João: Eu diria que aplicação de Design Instrucional, e já puxando para a minha formação, saber conceitos básicos de Design de Experiência de Usuário pode ser muito vantajoso, pois assim você terá uma sensibilidade maior na criação de produtos e serviços educacionais a partir do uso dessas ferramentas. Quanto mais ferramentas forem testadas, usando as melhores práticas de aplicação, mais insights poderemos coletar dos resultados dos educadores e educandos, logo o educador se torna um agente de criação poderoso.
Como garantir que a aplicação de I.A. respeite princípios éticos e preserve o papel humano no ensino?
João: Formar pessoas, que se tornarão usuários destas ferramentas, que tenham “Respeito” como o Norte para esta questão, eu diria. O conceito de Cidadania Digital (afinal o ser humano ainda está aprendendo a ser civilizado na internet – basta ver os casos de desrespeito, racismo e etc presentes na internet…), acoplado dos princípios do ECA (Estatuto da Criança e Adolescente), além da correta aplicação da Lei Geral de Proteção de Dados são imperativos para a gente ter o uso ético destas tecnologias.
Como surgiu a ideia de criar um programa específico para capacitar educadores em I.A.?
João: Como eu trabalhei para empresas de tecnologia educacional (EdTech) ao longo dos anos, em particular fora do Brasil, eu percebi que existe uma distância muito grande na capacitação de educadores com tecnologia básica. A Pandemia da COVID apontou isso com notoriedade. Os educadores, de modo geral, carecem de treinamento constante e a tecnologia avança rápido demais enquanto os alunos têm a oportunidade de explorar e fazer uso dessas tecnologias de forma rápida e acessível. Do ponto de vista pedagógico fica mais difícil para os professores se capacitarem, até mesmo por uma questão geracional, mas também porque o volume de trabalho deles é muito alto. Muitos cursos não são feitos para os educadores e o mercado privado não foca muito nessa categoria profissional.
Quais são os maiores desafios para implementar tecnologias de I.A. em escolas brasileiras?
João: O treinamento é um grande fator, mas talvez seja a cultura educacional como um todo. Precisamos ter lideranças que abracem o uso dessas tecnologias pelo benefício dos educadores e educandos, mas para isso é altamente necessário ter uma formação contínua, além de estratégias e diretrizes para que a aplicação dessas tecnologias seja feita de forma segura e ética.
O que podemos esperar para os próximos anos em termos de integração entre ensino tradicional, metodologias híbridas e soluções de I.A.?
João: Já estamos lidando com muitas mudanças. Alunos fazendo uso amplo dessas tecnologias em seus trabalhos, além de professores desenvolvendo diferentes conteúdos com diferentes ferramentas. Algumas escolas ao redor do mundo estão fazendo projetos com I.A muito interessantes e criativos dentro de um Design Instrucional extremamente válido. Espero que a gente veja mais projetos amparados com I.A saindo de escolas lideradas por educadores criativos. Temos a oportunidade de transformar escolas em grandes centros de aprendizado customizado com diferentes experiências em diferentes formatos: Texto, Imagem, Vídeo, Elementos Tridimensionais, uso de Realidade Aumentada e Virtual com custo reduzido… Eu realmente espero que o uso correto da I.A traga o melhor da educação e da criatividade humana no mundo escolar.

O QUE SE PEDE: Redigite sem nenhuma alteração a parte da entrevista sobre I.A. na educação que começa em "João: Como eu" e segue até "em escolas brasileiras?".

INFORMAÇÕES FORNECIDAS:

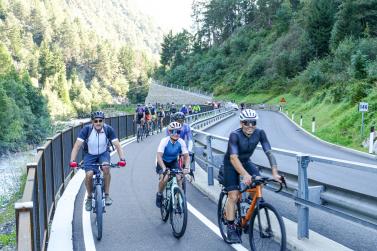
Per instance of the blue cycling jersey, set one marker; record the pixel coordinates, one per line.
(185, 134)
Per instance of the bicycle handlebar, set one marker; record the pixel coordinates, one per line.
(264, 180)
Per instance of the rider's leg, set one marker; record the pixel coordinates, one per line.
(89, 182)
(231, 204)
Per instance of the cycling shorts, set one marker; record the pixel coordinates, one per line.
(90, 161)
(170, 165)
(231, 176)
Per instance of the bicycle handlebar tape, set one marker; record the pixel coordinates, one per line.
(73, 164)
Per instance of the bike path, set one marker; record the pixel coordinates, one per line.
(133, 222)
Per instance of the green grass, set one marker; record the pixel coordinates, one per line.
(338, 123)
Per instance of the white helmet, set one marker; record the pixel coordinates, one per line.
(174, 126)
(248, 114)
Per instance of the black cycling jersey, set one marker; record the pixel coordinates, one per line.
(244, 146)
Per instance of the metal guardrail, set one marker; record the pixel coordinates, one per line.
(50, 174)
(345, 203)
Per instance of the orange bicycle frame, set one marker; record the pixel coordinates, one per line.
(256, 192)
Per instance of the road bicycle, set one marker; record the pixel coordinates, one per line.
(98, 196)
(256, 217)
(139, 132)
(174, 204)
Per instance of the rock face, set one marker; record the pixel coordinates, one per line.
(162, 94)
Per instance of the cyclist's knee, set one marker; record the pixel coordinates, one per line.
(233, 196)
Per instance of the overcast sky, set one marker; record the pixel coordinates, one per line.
(169, 14)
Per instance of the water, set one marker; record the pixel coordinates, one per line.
(12, 166)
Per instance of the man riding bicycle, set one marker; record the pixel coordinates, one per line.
(168, 152)
(139, 115)
(97, 136)
(241, 145)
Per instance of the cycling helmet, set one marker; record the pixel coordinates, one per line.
(98, 114)
(248, 114)
(174, 126)
(179, 116)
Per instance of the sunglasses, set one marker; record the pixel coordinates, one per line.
(174, 132)
(249, 122)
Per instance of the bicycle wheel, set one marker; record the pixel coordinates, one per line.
(99, 211)
(221, 217)
(267, 230)
(165, 207)
(178, 217)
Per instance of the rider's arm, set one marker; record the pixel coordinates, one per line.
(76, 149)
(271, 158)
(160, 161)
(119, 149)
(185, 153)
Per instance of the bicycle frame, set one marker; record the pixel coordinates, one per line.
(256, 192)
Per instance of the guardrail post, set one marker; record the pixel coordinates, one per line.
(302, 193)
(210, 160)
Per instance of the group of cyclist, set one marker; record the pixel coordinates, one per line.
(178, 141)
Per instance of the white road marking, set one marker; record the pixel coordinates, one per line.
(211, 225)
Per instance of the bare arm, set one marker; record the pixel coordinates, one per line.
(160, 161)
(76, 149)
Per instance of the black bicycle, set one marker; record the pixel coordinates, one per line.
(174, 204)
(255, 216)
(98, 196)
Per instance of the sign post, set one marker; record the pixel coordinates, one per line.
(363, 107)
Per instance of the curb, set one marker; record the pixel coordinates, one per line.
(370, 156)
(316, 241)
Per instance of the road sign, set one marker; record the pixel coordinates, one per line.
(363, 107)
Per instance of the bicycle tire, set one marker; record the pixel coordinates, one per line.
(99, 211)
(178, 211)
(165, 207)
(274, 240)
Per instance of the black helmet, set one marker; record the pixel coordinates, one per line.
(98, 114)
(179, 116)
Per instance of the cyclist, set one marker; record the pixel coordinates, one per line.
(167, 158)
(154, 116)
(184, 109)
(242, 106)
(139, 115)
(241, 145)
(97, 136)
(160, 116)
(148, 117)
(185, 134)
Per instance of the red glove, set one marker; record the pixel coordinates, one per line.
(122, 163)
(73, 164)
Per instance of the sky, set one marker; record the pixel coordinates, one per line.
(169, 14)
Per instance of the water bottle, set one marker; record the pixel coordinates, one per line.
(244, 207)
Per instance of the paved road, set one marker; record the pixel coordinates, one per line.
(133, 222)
(283, 134)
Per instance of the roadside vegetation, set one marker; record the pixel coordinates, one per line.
(321, 55)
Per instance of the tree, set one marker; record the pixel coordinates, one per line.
(320, 18)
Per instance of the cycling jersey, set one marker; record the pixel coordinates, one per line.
(170, 151)
(244, 146)
(97, 142)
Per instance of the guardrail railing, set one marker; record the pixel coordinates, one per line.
(307, 193)
(49, 175)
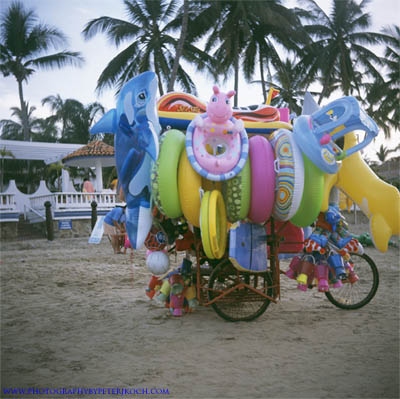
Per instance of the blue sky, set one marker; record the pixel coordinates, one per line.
(70, 16)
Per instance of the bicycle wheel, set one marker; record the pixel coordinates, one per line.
(355, 295)
(238, 302)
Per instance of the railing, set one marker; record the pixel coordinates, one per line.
(73, 200)
(7, 202)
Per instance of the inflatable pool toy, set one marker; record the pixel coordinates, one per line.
(216, 143)
(248, 248)
(312, 195)
(135, 124)
(213, 225)
(189, 186)
(262, 174)
(236, 193)
(164, 176)
(289, 174)
(292, 236)
(316, 134)
(176, 110)
(378, 200)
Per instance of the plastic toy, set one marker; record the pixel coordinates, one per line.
(176, 295)
(216, 143)
(153, 286)
(164, 174)
(176, 110)
(157, 262)
(289, 168)
(378, 200)
(135, 124)
(316, 133)
(262, 194)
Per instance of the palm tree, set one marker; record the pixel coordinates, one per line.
(151, 44)
(384, 152)
(25, 44)
(4, 153)
(74, 118)
(339, 55)
(288, 79)
(14, 130)
(242, 32)
(383, 96)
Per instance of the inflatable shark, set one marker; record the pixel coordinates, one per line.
(136, 126)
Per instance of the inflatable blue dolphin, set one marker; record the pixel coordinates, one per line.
(135, 124)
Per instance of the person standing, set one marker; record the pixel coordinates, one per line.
(114, 227)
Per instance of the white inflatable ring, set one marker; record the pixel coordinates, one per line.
(262, 172)
(289, 174)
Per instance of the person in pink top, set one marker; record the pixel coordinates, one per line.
(87, 186)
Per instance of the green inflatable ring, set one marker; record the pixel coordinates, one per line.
(311, 200)
(236, 193)
(205, 237)
(164, 177)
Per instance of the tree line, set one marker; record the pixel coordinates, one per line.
(263, 42)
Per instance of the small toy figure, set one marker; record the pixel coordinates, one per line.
(154, 286)
(176, 295)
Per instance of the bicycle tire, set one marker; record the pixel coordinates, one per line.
(356, 295)
(241, 304)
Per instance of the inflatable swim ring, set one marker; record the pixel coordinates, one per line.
(213, 225)
(216, 155)
(189, 185)
(176, 110)
(289, 174)
(164, 177)
(262, 173)
(311, 200)
(236, 193)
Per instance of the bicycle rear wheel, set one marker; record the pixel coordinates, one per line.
(237, 301)
(355, 295)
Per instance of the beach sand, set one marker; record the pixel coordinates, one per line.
(74, 315)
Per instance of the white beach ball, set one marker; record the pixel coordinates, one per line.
(157, 262)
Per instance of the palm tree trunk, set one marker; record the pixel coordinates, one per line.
(263, 86)
(179, 49)
(24, 112)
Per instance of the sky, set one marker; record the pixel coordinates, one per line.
(70, 16)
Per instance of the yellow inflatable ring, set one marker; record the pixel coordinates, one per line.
(205, 238)
(189, 185)
(311, 200)
(164, 177)
(213, 224)
(218, 230)
(236, 192)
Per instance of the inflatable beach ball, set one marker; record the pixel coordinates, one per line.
(157, 262)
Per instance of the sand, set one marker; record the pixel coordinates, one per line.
(74, 315)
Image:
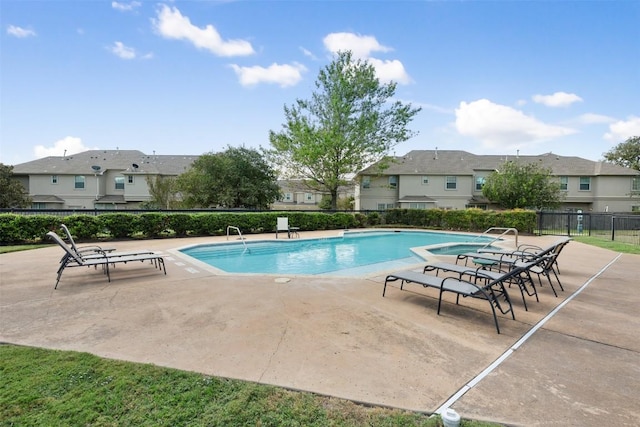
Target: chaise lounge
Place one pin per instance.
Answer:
(100, 258)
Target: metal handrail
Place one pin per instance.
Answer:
(233, 227)
(506, 231)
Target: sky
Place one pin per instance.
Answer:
(193, 77)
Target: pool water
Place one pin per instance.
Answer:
(353, 253)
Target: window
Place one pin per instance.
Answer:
(119, 182)
(564, 183)
(451, 183)
(79, 182)
(585, 183)
(366, 182)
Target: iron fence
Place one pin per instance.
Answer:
(619, 227)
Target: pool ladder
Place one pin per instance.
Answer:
(233, 227)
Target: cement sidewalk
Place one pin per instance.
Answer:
(339, 337)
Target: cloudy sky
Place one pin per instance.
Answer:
(190, 77)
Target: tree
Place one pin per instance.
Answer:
(523, 185)
(12, 192)
(626, 153)
(235, 178)
(347, 125)
(164, 191)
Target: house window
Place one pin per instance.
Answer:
(366, 182)
(585, 183)
(451, 183)
(119, 182)
(79, 182)
(564, 183)
(393, 181)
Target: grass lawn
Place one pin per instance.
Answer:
(49, 387)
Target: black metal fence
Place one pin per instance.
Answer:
(619, 227)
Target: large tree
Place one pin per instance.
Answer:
(235, 178)
(12, 193)
(518, 185)
(349, 123)
(626, 153)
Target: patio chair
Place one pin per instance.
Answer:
(102, 259)
(492, 289)
(523, 280)
(283, 225)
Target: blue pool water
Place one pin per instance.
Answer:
(352, 254)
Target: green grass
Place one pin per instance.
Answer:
(49, 387)
(608, 244)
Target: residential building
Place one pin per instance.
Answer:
(96, 179)
(452, 179)
(117, 179)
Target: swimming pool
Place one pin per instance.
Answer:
(354, 253)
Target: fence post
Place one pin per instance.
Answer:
(613, 228)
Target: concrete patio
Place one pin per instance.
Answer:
(340, 337)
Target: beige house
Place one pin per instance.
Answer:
(451, 179)
(117, 179)
(96, 179)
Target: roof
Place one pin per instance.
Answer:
(130, 161)
(457, 162)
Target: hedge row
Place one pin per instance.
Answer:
(15, 228)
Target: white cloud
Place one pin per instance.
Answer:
(70, 144)
(591, 118)
(558, 99)
(20, 32)
(362, 47)
(124, 52)
(623, 129)
(502, 127)
(171, 24)
(125, 7)
(283, 75)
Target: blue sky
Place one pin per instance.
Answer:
(190, 77)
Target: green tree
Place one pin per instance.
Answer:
(523, 185)
(164, 192)
(626, 153)
(235, 178)
(12, 192)
(348, 124)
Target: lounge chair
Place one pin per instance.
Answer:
(103, 259)
(523, 280)
(282, 225)
(492, 289)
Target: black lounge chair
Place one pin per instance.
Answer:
(491, 289)
(100, 258)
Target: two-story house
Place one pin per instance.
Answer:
(96, 179)
(452, 179)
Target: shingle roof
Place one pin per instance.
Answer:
(457, 162)
(107, 160)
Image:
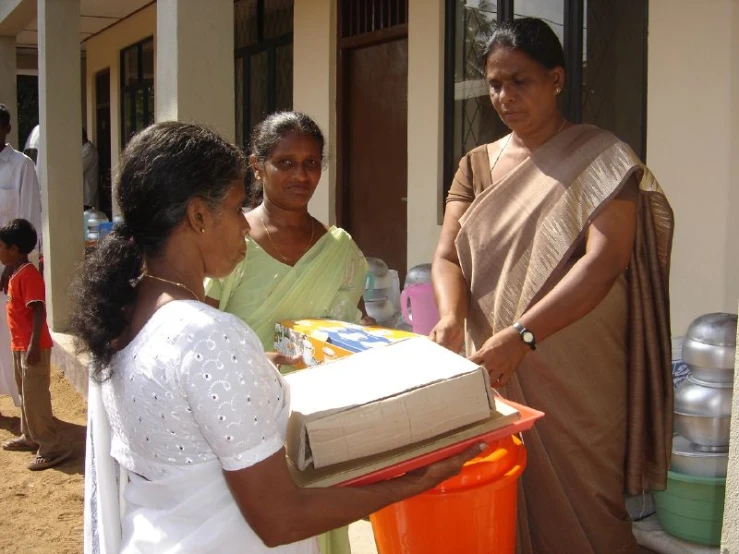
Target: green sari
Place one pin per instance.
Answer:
(327, 282)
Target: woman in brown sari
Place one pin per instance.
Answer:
(557, 239)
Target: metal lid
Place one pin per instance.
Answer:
(418, 274)
(717, 329)
(683, 447)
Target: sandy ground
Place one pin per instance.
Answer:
(42, 511)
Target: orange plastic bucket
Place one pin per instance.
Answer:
(472, 513)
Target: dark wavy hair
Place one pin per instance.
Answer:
(268, 134)
(531, 36)
(163, 167)
(19, 233)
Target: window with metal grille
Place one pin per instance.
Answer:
(137, 88)
(358, 17)
(605, 44)
(264, 61)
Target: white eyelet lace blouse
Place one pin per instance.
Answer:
(192, 395)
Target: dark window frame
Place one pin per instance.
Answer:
(141, 85)
(574, 11)
(244, 55)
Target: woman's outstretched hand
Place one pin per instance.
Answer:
(501, 355)
(430, 476)
(449, 333)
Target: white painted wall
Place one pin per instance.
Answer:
(425, 126)
(60, 159)
(692, 140)
(195, 63)
(314, 88)
(8, 86)
(730, 534)
(104, 52)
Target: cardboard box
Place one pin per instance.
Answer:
(325, 340)
(382, 399)
(507, 419)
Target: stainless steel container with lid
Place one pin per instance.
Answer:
(709, 347)
(690, 461)
(703, 413)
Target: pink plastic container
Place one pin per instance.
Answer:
(423, 313)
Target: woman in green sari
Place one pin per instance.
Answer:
(295, 267)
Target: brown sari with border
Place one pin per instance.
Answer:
(605, 381)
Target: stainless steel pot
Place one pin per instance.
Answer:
(703, 412)
(709, 347)
(689, 461)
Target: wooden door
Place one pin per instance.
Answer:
(373, 150)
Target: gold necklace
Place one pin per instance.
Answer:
(561, 126)
(175, 283)
(279, 253)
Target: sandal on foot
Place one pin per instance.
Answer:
(19, 444)
(45, 462)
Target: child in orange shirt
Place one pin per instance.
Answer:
(31, 346)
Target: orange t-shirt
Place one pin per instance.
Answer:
(25, 287)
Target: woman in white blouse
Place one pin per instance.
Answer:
(197, 414)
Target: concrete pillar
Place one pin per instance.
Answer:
(8, 85)
(730, 532)
(314, 88)
(60, 164)
(195, 63)
(425, 127)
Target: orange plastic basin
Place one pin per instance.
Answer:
(472, 513)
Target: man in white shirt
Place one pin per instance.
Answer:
(90, 172)
(19, 198)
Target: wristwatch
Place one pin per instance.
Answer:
(526, 336)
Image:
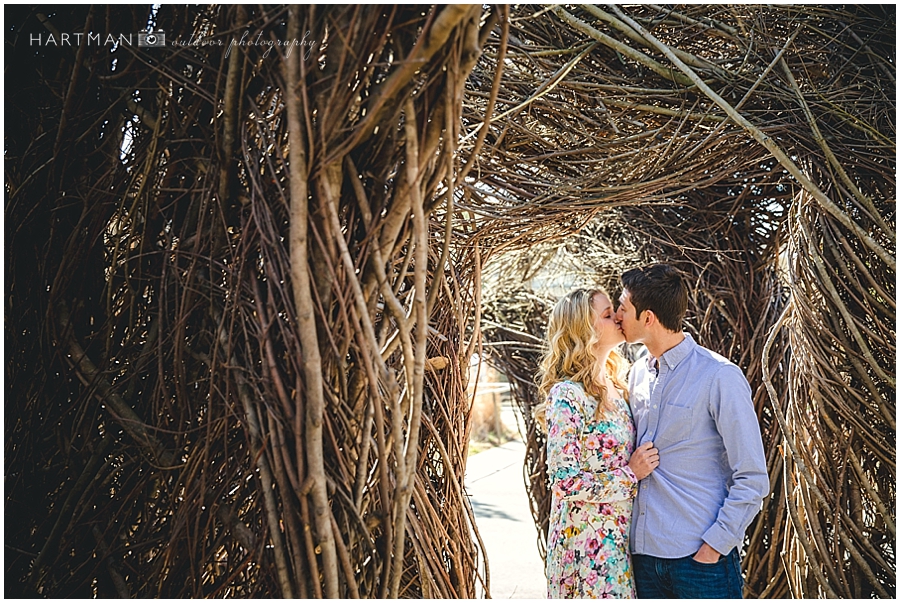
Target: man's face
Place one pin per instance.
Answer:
(628, 320)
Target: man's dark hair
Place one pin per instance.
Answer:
(659, 288)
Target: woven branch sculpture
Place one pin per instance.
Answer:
(240, 363)
(243, 285)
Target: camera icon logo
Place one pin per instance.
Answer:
(153, 39)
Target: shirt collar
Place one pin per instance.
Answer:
(674, 356)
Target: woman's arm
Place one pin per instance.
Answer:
(569, 474)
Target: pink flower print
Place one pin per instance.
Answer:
(570, 449)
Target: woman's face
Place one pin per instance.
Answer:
(605, 327)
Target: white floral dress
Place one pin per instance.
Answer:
(592, 491)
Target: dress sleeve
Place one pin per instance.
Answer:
(569, 473)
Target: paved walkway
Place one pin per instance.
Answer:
(496, 488)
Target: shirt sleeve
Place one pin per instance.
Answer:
(731, 407)
(570, 475)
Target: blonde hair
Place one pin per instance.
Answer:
(570, 353)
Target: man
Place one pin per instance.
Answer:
(691, 513)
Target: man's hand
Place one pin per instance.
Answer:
(707, 554)
(644, 460)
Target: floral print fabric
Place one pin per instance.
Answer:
(592, 491)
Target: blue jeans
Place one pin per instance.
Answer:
(684, 578)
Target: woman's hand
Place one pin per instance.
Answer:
(644, 460)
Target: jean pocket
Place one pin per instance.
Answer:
(677, 420)
(721, 561)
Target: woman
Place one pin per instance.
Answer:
(590, 439)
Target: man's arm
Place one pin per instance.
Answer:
(732, 410)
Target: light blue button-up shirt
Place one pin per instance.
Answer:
(712, 477)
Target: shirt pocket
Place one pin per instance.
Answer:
(678, 423)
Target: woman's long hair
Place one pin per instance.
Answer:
(570, 353)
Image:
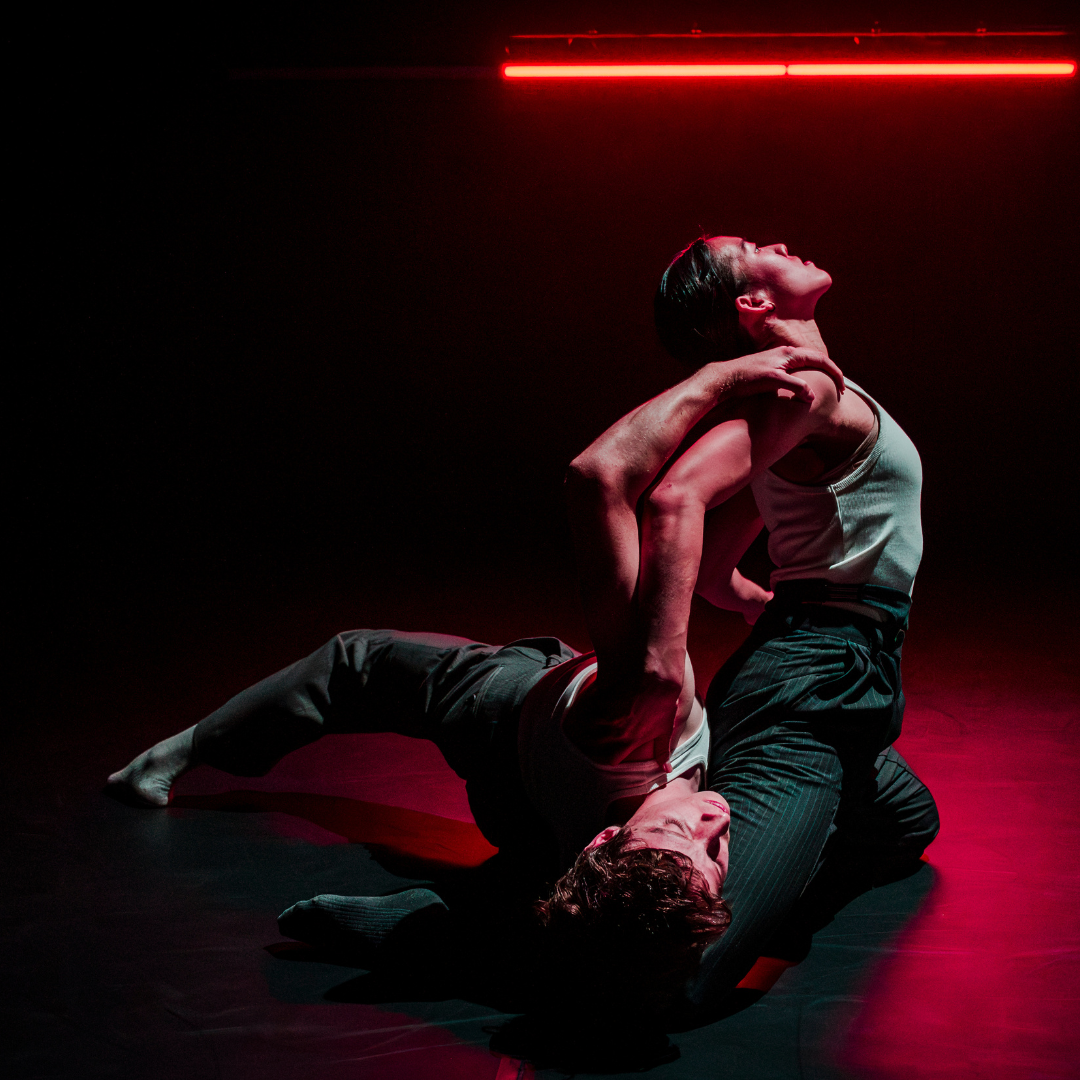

CAMPO DE RESPOSTA:
João: Como eu trabalhei para empresas de tecnologia educacional (EdTech) ao longo dos anos, em particular fora do Brasil, eu percebi que existe uma distância muito grande na capacitação de educadores com tecnologia básica. A Pandemia da COVID apontou isso com notoriedade. Os educadores, de modo geral, carecem de treinamento constante e a tecnologia avança rápido demais enquanto os alunos têm a oportunidade de explorar e fazer uso dessas tecnologias de forma rápida e acessível. Do ponto de vista pedagógico fica mais difícil para os professores se capacitarem, até mesmo por uma questão geracional, mas também porque o volume de trabalho deles é muito alto. Muitos cursos não são feitos para os educadores e o mercado privado não foca muito nessa categoria profissional.
Quais são os maiores desafios para implementar tecnologias de I.A. em escolas brasileiras?